> [Written request]
Extract every line of the records below that contains the word "shingle", and copy each one unchanged.

[Location labeling records]
:::::

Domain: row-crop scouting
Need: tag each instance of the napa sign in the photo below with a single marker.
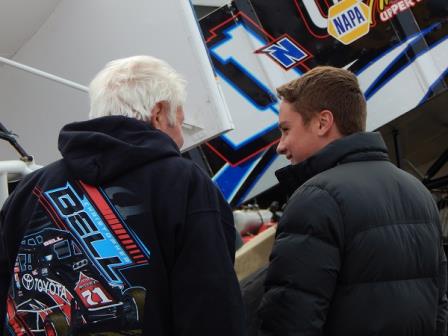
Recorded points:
(348, 20)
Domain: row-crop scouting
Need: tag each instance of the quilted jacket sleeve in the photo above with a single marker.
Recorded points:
(304, 265)
(442, 311)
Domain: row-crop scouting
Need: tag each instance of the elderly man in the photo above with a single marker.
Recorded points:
(122, 235)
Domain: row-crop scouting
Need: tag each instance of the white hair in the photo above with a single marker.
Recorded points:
(132, 86)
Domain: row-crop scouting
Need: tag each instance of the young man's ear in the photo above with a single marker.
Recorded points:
(325, 122)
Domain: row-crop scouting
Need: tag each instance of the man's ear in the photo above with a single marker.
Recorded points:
(325, 122)
(156, 115)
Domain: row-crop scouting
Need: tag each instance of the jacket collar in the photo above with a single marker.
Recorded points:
(364, 146)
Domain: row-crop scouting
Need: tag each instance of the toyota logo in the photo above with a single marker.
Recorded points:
(27, 281)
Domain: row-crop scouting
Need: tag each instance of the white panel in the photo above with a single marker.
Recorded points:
(407, 87)
(75, 43)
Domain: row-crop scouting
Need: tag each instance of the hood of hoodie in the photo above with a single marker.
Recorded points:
(101, 149)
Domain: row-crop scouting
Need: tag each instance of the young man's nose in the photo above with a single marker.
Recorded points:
(281, 148)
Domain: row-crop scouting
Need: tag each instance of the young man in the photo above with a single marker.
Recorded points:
(123, 235)
(358, 249)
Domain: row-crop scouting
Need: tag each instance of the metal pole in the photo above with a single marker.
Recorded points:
(396, 135)
(44, 74)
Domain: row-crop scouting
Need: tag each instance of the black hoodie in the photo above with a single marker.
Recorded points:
(122, 235)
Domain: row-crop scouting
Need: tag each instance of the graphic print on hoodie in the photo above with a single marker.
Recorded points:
(81, 238)
(70, 270)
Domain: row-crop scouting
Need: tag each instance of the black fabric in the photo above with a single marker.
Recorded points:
(358, 249)
(122, 225)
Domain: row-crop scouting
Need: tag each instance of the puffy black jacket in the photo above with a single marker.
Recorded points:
(358, 249)
(122, 235)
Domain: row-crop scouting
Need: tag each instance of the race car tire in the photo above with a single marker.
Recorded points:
(56, 325)
(138, 297)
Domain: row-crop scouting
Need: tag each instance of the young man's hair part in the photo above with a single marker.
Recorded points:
(328, 88)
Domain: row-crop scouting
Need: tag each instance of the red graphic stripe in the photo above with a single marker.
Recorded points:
(112, 220)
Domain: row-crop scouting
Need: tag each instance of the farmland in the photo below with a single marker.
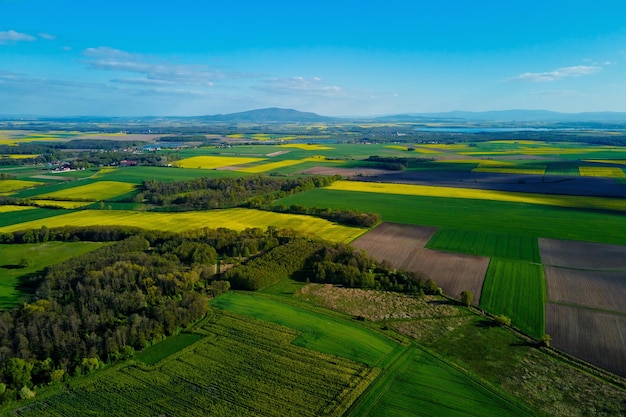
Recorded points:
(486, 244)
(101, 190)
(489, 216)
(517, 290)
(39, 256)
(237, 219)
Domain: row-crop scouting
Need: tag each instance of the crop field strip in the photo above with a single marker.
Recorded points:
(101, 190)
(517, 290)
(236, 219)
(9, 186)
(242, 366)
(585, 313)
(419, 381)
(453, 272)
(319, 332)
(597, 337)
(523, 248)
(609, 172)
(508, 218)
(479, 194)
(214, 162)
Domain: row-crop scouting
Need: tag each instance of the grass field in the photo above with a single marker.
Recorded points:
(213, 162)
(479, 215)
(517, 290)
(522, 248)
(477, 194)
(610, 172)
(101, 190)
(322, 333)
(155, 353)
(237, 219)
(241, 367)
(41, 254)
(8, 186)
(137, 175)
(420, 384)
(10, 208)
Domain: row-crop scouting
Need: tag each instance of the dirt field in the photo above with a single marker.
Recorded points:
(594, 289)
(594, 336)
(403, 247)
(584, 255)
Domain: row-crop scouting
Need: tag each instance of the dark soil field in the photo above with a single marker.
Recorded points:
(594, 289)
(584, 255)
(594, 336)
(403, 247)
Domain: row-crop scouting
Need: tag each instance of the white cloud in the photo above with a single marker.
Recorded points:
(299, 85)
(558, 74)
(47, 36)
(110, 59)
(11, 36)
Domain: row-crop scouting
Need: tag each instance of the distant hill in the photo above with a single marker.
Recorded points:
(268, 115)
(510, 116)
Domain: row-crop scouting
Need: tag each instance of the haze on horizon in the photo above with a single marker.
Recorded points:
(138, 58)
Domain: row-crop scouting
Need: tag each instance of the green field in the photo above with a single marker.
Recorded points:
(41, 256)
(418, 384)
(517, 290)
(137, 175)
(523, 248)
(241, 367)
(319, 332)
(506, 218)
(155, 353)
(236, 219)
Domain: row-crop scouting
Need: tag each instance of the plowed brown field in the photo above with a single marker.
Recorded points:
(596, 289)
(403, 247)
(584, 255)
(594, 336)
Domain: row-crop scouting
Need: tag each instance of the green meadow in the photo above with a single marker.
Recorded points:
(322, 333)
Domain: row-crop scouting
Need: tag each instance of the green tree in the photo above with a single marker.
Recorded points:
(467, 297)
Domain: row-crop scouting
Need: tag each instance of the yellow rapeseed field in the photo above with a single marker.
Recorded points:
(306, 146)
(102, 190)
(451, 192)
(7, 186)
(213, 162)
(61, 204)
(270, 166)
(610, 172)
(237, 219)
(607, 161)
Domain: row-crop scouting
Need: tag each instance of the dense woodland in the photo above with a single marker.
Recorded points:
(146, 285)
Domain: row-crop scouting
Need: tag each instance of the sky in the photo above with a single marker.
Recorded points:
(335, 58)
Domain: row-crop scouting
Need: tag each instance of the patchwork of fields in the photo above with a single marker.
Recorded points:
(236, 219)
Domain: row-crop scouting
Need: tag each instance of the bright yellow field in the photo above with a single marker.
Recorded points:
(511, 170)
(212, 162)
(611, 172)
(271, 166)
(61, 204)
(607, 161)
(7, 186)
(306, 146)
(237, 219)
(7, 209)
(20, 156)
(451, 192)
(102, 190)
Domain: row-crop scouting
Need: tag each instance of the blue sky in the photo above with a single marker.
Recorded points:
(336, 58)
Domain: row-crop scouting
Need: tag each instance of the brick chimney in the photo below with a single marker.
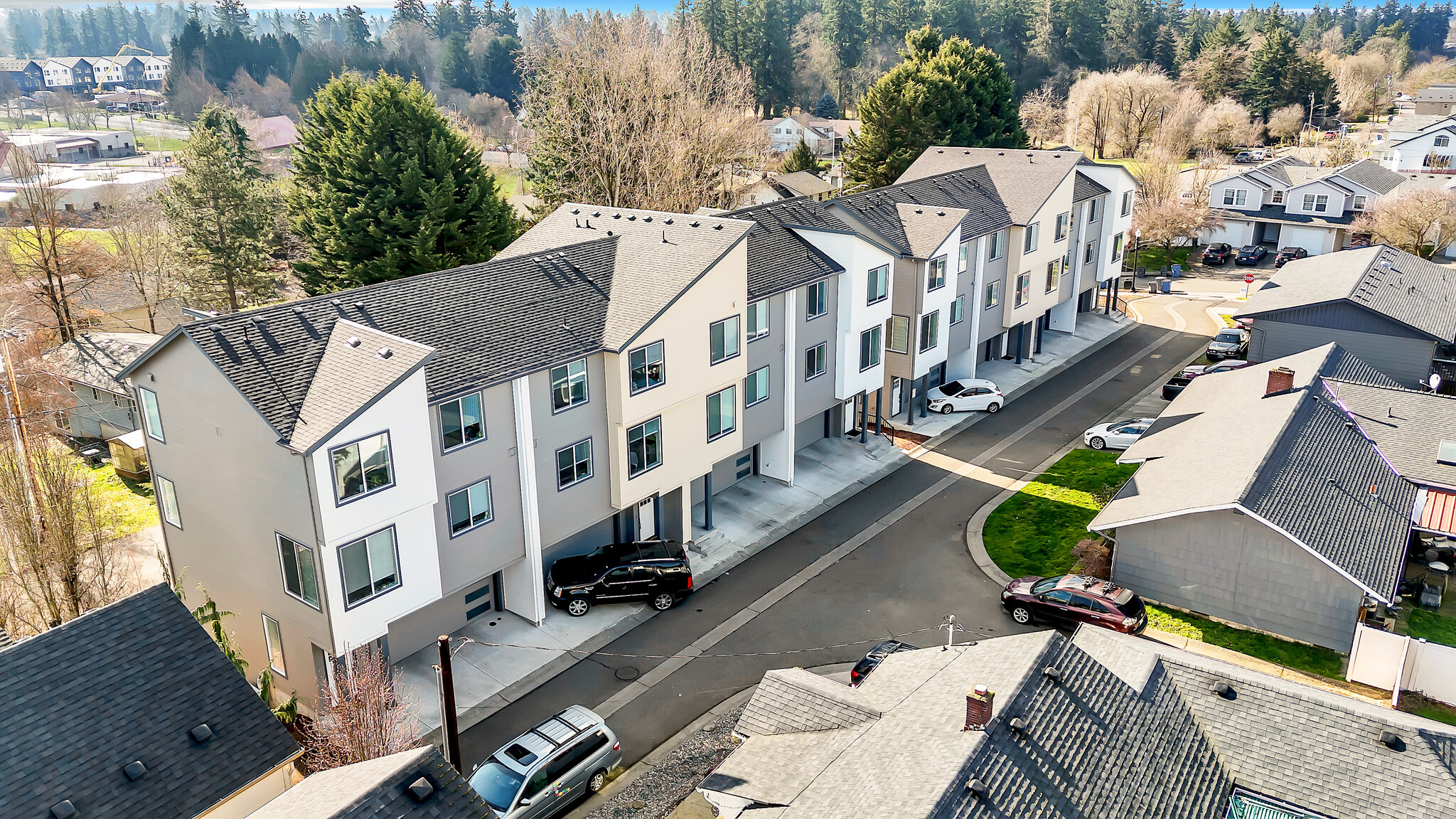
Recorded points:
(1282, 379)
(979, 709)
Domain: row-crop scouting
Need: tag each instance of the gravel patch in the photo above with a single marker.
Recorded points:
(657, 792)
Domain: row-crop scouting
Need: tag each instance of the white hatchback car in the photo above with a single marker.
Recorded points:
(965, 395)
(1120, 434)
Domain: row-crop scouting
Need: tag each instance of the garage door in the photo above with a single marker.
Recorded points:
(1310, 238)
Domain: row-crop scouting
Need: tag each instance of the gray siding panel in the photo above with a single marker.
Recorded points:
(1232, 567)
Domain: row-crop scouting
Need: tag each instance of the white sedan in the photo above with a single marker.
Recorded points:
(965, 395)
(1120, 434)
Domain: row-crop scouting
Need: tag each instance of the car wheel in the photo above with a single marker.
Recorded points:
(597, 781)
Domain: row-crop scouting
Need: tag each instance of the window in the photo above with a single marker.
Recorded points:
(814, 360)
(897, 334)
(757, 319)
(297, 570)
(722, 412)
(361, 466)
(370, 567)
(869, 347)
(274, 637)
(168, 496)
(815, 299)
(572, 464)
(929, 330)
(722, 340)
(647, 366)
(568, 385)
(644, 446)
(756, 387)
(877, 287)
(149, 414)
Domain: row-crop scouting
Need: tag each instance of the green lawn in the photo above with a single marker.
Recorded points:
(1034, 531)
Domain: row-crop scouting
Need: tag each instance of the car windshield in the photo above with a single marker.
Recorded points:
(497, 784)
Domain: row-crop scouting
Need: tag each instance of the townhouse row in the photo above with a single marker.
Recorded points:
(386, 464)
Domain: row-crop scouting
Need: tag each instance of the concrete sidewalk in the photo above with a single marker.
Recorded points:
(749, 516)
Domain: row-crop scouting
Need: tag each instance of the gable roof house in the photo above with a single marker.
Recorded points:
(1393, 311)
(1101, 724)
(1307, 518)
(132, 710)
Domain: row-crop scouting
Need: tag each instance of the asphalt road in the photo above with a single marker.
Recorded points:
(906, 577)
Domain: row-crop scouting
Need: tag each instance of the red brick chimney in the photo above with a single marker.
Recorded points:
(1282, 379)
(979, 709)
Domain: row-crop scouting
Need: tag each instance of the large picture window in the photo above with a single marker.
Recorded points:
(370, 567)
(361, 466)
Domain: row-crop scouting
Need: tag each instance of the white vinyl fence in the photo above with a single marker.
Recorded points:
(1403, 663)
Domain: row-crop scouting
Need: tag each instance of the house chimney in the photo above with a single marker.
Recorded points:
(1282, 379)
(979, 709)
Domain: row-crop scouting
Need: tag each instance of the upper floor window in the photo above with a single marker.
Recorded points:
(647, 366)
(568, 385)
(150, 417)
(461, 422)
(757, 319)
(935, 274)
(815, 299)
(361, 466)
(722, 340)
(877, 286)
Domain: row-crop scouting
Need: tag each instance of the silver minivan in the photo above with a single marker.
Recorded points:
(550, 767)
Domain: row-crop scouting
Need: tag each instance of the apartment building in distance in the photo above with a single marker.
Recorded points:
(383, 465)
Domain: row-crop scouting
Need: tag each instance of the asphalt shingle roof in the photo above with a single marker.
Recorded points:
(379, 788)
(1392, 283)
(119, 684)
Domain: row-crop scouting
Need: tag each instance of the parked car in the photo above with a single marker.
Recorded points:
(621, 573)
(550, 767)
(874, 658)
(1120, 434)
(1288, 255)
(1071, 599)
(1251, 254)
(1228, 344)
(1218, 252)
(965, 395)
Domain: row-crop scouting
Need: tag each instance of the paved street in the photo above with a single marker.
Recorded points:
(901, 579)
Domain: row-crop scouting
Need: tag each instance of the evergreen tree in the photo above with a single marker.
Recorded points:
(946, 92)
(386, 188)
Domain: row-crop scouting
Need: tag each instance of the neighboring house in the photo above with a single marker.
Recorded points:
(87, 368)
(1289, 203)
(1310, 474)
(132, 710)
(1393, 311)
(411, 784)
(1097, 726)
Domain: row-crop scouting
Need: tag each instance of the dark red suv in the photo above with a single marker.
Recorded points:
(1071, 599)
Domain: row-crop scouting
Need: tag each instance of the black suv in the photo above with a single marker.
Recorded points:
(621, 573)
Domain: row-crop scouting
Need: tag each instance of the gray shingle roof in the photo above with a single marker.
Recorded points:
(119, 684)
(1403, 287)
(378, 788)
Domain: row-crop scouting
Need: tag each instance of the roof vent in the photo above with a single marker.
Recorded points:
(419, 791)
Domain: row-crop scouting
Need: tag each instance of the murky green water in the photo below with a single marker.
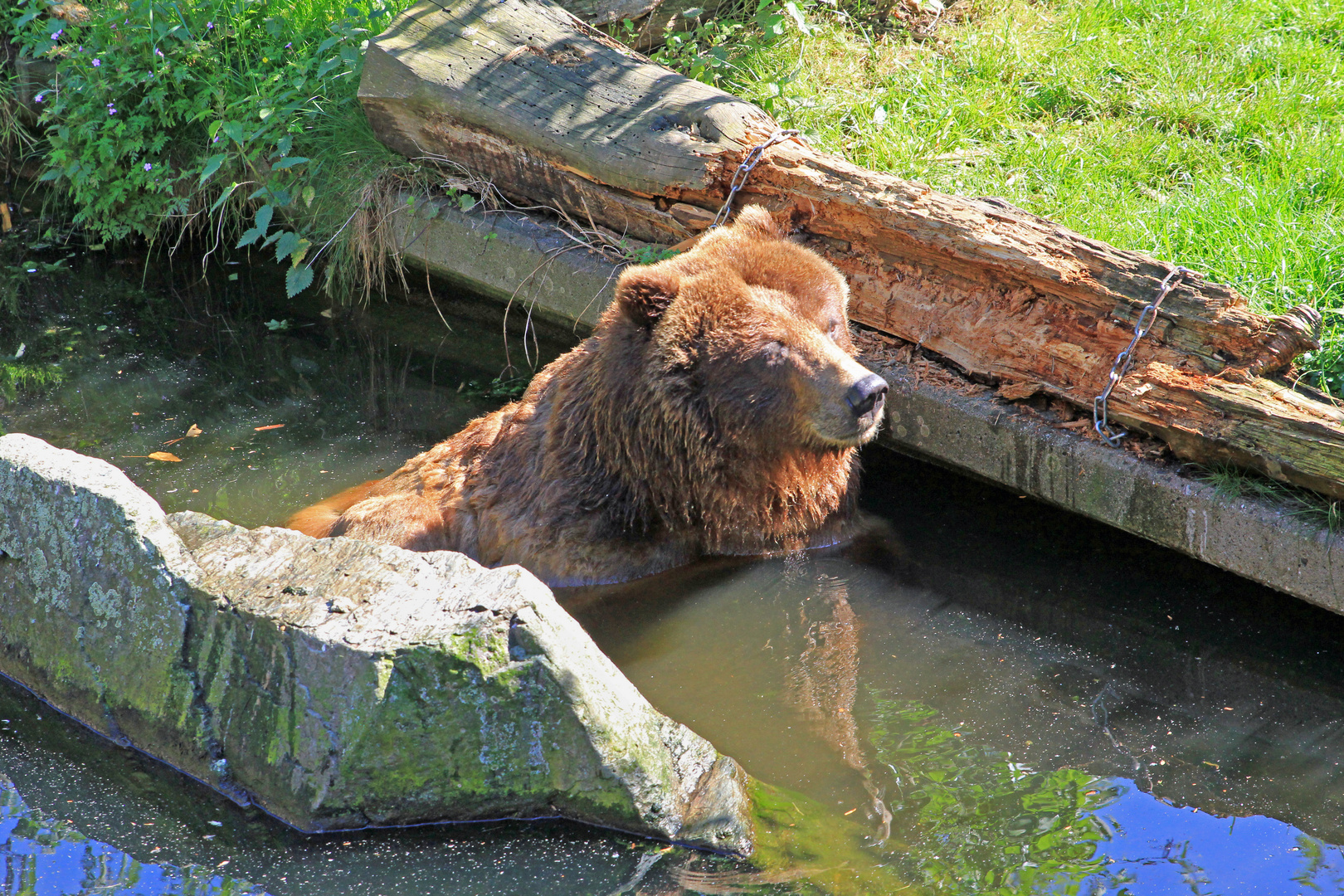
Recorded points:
(1040, 704)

:::::

> [Answer for this exercise]
Need: tag each instance of the asphalt shingle roof in the photo above with a single marker.
Need: tag each instance of the gray shingle roof in the photo above with a single marker.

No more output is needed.